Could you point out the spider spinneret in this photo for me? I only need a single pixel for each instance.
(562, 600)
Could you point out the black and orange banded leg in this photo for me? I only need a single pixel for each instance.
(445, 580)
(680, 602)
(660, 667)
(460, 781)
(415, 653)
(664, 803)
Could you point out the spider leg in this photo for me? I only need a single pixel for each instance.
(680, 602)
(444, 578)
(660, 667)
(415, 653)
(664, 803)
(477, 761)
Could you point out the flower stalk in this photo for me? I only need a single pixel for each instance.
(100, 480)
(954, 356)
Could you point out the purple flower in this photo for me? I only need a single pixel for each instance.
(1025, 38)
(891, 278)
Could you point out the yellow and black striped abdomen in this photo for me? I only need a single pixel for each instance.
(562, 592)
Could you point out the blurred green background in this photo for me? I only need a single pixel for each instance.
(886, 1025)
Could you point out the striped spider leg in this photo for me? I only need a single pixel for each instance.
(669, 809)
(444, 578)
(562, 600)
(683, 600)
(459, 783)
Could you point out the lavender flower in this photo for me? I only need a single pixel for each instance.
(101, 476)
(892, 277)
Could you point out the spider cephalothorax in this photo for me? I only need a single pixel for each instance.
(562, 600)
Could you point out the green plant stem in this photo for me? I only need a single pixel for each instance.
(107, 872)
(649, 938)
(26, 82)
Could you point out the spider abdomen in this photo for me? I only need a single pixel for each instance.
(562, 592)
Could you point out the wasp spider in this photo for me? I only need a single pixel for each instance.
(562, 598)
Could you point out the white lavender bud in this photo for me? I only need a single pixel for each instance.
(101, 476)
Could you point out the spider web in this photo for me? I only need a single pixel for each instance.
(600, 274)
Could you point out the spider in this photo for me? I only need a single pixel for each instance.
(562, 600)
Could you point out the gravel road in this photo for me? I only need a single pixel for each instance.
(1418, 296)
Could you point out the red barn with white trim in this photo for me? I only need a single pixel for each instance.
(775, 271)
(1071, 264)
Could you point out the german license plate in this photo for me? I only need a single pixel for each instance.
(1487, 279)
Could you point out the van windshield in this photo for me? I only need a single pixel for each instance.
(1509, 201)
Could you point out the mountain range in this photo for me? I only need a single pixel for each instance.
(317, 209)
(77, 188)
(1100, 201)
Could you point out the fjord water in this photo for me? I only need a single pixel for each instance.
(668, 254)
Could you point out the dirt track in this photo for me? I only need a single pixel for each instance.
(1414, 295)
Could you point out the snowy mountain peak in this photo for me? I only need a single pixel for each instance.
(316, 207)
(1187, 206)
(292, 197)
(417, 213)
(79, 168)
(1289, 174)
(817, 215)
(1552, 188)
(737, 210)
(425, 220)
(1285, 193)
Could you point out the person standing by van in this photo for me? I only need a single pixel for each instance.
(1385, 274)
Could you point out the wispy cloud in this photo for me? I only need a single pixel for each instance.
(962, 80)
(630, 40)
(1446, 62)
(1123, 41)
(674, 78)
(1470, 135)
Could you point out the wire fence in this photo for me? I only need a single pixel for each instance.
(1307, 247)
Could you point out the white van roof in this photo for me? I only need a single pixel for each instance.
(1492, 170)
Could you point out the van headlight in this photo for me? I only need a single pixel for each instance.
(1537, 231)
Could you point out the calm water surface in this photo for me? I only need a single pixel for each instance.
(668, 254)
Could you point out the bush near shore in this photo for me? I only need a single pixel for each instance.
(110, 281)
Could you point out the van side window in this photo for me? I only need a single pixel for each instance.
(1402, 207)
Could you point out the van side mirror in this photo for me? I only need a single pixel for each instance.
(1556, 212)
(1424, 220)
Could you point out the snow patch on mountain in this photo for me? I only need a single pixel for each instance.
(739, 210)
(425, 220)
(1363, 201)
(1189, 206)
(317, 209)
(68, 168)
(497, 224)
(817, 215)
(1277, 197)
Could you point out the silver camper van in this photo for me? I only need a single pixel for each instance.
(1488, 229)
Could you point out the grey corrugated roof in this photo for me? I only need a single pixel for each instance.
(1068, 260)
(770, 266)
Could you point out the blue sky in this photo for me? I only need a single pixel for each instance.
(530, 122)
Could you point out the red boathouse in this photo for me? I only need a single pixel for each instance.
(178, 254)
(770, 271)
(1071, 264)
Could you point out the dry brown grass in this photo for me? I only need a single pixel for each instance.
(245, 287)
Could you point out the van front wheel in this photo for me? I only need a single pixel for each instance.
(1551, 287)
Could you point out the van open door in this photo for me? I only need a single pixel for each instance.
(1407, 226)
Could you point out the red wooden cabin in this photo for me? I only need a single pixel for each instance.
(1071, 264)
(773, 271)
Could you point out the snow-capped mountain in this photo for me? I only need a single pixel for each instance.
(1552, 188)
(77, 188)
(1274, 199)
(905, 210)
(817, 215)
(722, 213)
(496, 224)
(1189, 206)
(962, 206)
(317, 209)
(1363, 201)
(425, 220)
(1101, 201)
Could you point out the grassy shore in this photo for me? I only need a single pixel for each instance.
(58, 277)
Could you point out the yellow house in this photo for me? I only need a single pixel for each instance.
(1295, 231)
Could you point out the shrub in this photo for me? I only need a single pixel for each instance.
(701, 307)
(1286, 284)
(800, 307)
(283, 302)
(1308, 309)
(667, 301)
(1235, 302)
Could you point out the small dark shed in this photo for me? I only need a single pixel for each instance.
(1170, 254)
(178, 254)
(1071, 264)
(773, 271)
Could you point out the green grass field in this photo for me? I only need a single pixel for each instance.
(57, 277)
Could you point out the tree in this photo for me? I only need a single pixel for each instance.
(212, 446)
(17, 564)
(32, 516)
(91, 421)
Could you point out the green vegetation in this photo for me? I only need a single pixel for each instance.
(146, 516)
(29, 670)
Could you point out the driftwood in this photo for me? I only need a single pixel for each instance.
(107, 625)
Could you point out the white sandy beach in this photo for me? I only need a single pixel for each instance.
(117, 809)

_____

Recast every line of the rows above as a Markdown table with two columns, "Number" and "Line". Number the lines consecutively and omit any blank lines.

• **Solution**:
| Number | Line |
|---|---|
| 1 | Could you point out the spider spinneret in this photo for me? I only need a single pixel for each instance. |
| 2 | (562, 600) |
| 3 | Could you point out the black and orange banded leg in this photo for me? I only need a single pixel for each instance. |
| 4 | (445, 580) |
| 5 | (680, 602) |
| 6 | (660, 667) |
| 7 | (460, 781) |
| 8 | (415, 653) |
| 9 | (664, 803) |
| 10 | Could you point out the spider leg in this photo for me? I only need a single pixel for each instance. |
| 11 | (680, 602) |
| 12 | (444, 578) |
| 13 | (660, 667) |
| 14 | (415, 653) |
| 15 | (664, 803) |
| 16 | (477, 761) |
| 17 | Could you point out the flower stalk in this photo for me? I only need a single pixel for each instance. |
| 18 | (100, 480) |
| 19 | (954, 356) |
| 20 | Could you point out the purple flower in this photo for me? I only need a single pixel for each instance. |
| 21 | (1025, 38) |
| 22 | (891, 278) |
| 23 | Could you point out the yellow and black striped abdomen in this photo for me? I only need a single pixel for each instance. |
| 24 | (562, 592) |
| 25 | Could you point out the blurred green background in this photo for me? I only need a single pixel for each instance. |
| 26 | (886, 1025) |
| 27 | Could you point out the striped spider leg in this photo for me? I only need a single pixel for each instance. |
| 28 | (669, 809) |
| 29 | (444, 578) |
| 30 | (562, 600) |
| 31 | (683, 600) |
| 32 | (459, 783) |
| 33 | Could you point out the lavender flower in this photo for me? I only need a single pixel for each instance. |
| 34 | (101, 476) |
| 35 | (892, 277) |
| 36 | Could you point out the spider cephalothorax in this photo for me? I only need a single pixel for each instance. |
| 37 | (562, 600) |
| 38 | Could you point out the green plant stem in this photo for me? I only need a single pixel for each instance. |
| 39 | (107, 872) |
| 40 | (649, 938) |
| 41 | (26, 82) |
| 42 | Could you point out the spider abdomen in this photo for me? I only need a single pixel for each instance. |
| 43 | (562, 592) |
| 44 | Could you point out the wasp spider in this photo for me? I only need a single pixel for each instance. |
| 45 | (562, 598) |
| 46 | Could you point out the white lavender bud in this photo for me? I only need a single pixel for each instance. |
| 47 | (101, 476) |
| 48 | Could you point out the spider web in this photo for me? I only need a single pixel for each instance. |
| 49 | (600, 274) |
| 50 | Could you point out the spider in this photo for me? I only need a single pixel for each instance. |
| 51 | (562, 600) |
| 52 | Could you point out the gravel road in this photo for me? I only need a single pixel for each instance. |
| 53 | (1418, 296) |
| 54 | Could you point out the red barn with white trim in this photo for me? I only need a single pixel for each instance. |
| 55 | (775, 271) |
| 56 | (1071, 264) |
| 57 | Could you point out the german license plate in this photo for me? I only need a single pixel for each instance. |
| 58 | (1487, 279) |
| 59 | Could you point out the van windshield in this photo for me? I only need a single pixel for each instance. |
| 60 | (1509, 201) |
| 61 | Could you point out the mountain range in this photo for me? I only need a single pixel for each instance. |
| 62 | (317, 209) |
| 63 | (77, 188) |
| 64 | (1100, 201) |
| 65 | Could you point out the fjord water in this photo for me? I only need a single pixel for each instance. |
| 66 | (668, 254) |
| 67 | Could you point out the dirt track in this photo for me? I only need a single pixel for each instance. |
| 68 | (1414, 295) |
| 69 | Could you point out the snowy mountain peak in this photo for me? I only need a single pixel for each instance. |
| 70 | (316, 207) |
| 71 | (1187, 206) |
| 72 | (292, 197) |
| 73 | (417, 213) |
| 74 | (79, 168) |
| 75 | (1289, 174) |
| 76 | (817, 215) |
| 77 | (1552, 188) |
| 78 | (737, 210) |
| 79 | (425, 220) |
| 80 | (1285, 193) |
| 81 | Could you point out the person standing by van in this photo for me? I only need a single pixel for each instance. |
| 82 | (1385, 274) |
| 83 | Could you point out the wispy cloud in this photo for me? I only need a single pixel for each instance. |
| 84 | (962, 80) |
| 85 | (630, 40) |
| 86 | (1446, 62) |
| 87 | (1123, 41) |
| 88 | (674, 78) |
| 89 | (1470, 135) |
| 90 | Could you point out the wire fence in this photo for me? I only need a single pixel for each instance. |
| 91 | (1307, 247) |
| 92 | Could you point out the white van roof in this photo for me? I only need a single pixel for each instance. |
| 93 | (1492, 170) |
| 94 | Could you point out the van headlight in this photo for me? I only need a single pixel for each instance. |
| 95 | (1537, 231) |
| 96 | Could you point out the calm water surface in this photo for me? I only need a single pixel for each instance. |
| 97 | (668, 254) |
| 98 | Could you point out the bush near shore in this photo for me? I only need a single pixel for each instance. |
| 99 | (110, 281) |
| 100 | Could you point out the van side window in this photo for me? I only need a single pixel for each instance. |
| 101 | (1402, 207) |
| 102 | Could you point out the van side mirror in this photo for me? I only need a single pixel for each instance. |
| 103 | (1556, 212) |
| 104 | (1424, 220) |
| 105 | Could you point out the snow patch on mountain in this photo for me? I only need a single pixel for each instance. |
| 106 | (739, 210) |
| 107 | (425, 220) |
| 108 | (1363, 201) |
| 109 | (1189, 206) |
| 110 | (317, 209) |
| 111 | (68, 168) |
| 112 | (497, 224) |
| 113 | (817, 215) |
| 114 | (1277, 197) |
| 115 | Could you point out the silver camper van in this photo for me? I only need a single pixel for each instance. |
| 116 | (1488, 229) |
| 117 | Could you point out the grey corrugated roof in this photo for me? I only need a single pixel for each instance. |
| 118 | (1068, 260) |
| 119 | (770, 266) |
| 120 | Could you point out the blue sky in this photo for me? I only need a single pixel for each instance. |
| 121 | (530, 122) |
| 122 | Could you point out the red boathouse in this photo for me? I only need a single pixel for each instance. |
| 123 | (178, 254) |
| 124 | (770, 271) |
| 125 | (1071, 264) |
| 126 | Could you point out the dry brown grass in this photo for me? I only need a single pixel for each instance. |
| 127 | (245, 287) |
| 128 | Could you point out the van front wheel in this photo for me? I only need a single pixel for each instance. |
| 129 | (1551, 287) |
| 130 | Could you point out the van open door in this photo for me? I only need a single pixel for each instance. |
| 131 | (1407, 226) |
| 132 | Could you point out the red wooden cabin in this photo for me? I only need a single pixel for each instance. |
| 133 | (1071, 264) |
| 134 | (773, 271) |
| 135 | Could you point out the snow-capped mountain in this photo for me? I only need a single pixel for each instance. |
| 136 | (1552, 188) |
| 137 | (77, 188) |
| 138 | (1274, 199) |
| 139 | (905, 210) |
| 140 | (817, 215) |
| 141 | (722, 213) |
| 142 | (496, 224) |
| 143 | (1189, 206) |
| 144 | (962, 206) |
| 145 | (317, 209) |
| 146 | (1363, 201) |
| 147 | (425, 220) |
| 148 | (1101, 201) |
| 149 | Could you point out the grassy shore in this photo for me? I only need a single pixel for each instance. |
| 150 | (58, 277) |
| 151 | Could you point out the yellow house in this photo for me? I only need a single pixel for each instance. |
| 152 | (1295, 231) |
| 153 | Could you point out the shrub in this photo for me? I only need a single pixel for each instance. |
| 154 | (701, 307) |
| 155 | (1286, 284) |
| 156 | (800, 307) |
| 157 | (283, 302) |
| 158 | (1308, 309) |
| 159 | (667, 301) |
| 160 | (1235, 302) |
| 161 | Could you point out the small dark shed in this photo for me? I only need a single pixel for each instance. |
| 162 | (1170, 254) |
| 163 | (178, 254) |
| 164 | (1071, 264) |
| 165 | (773, 271) |
| 166 | Could you point out the green grass field in this photo for me? I only need a single pixel for each instance. |
| 167 | (57, 277) |
| 168 | Could you point out the tree in this photo for me? I only need a single pixel for each instance. |
| 169 | (212, 446) |
| 170 | (17, 564) |
| 171 | (32, 516) |
| 172 | (91, 421) |
| 173 | Could you point out the green vegetation in this photo for me? I only need a single pixel for each instance. |
| 174 | (146, 516) |
| 175 | (29, 670) |
| 176 | Could you point out the driftwood in this photo for me? I only need a single pixel for each instance. |
| 177 | (107, 625) |
| 178 | Could you point out the white sandy beach in this photo for me? I only need a single pixel for each instance. |
| 179 | (117, 809) |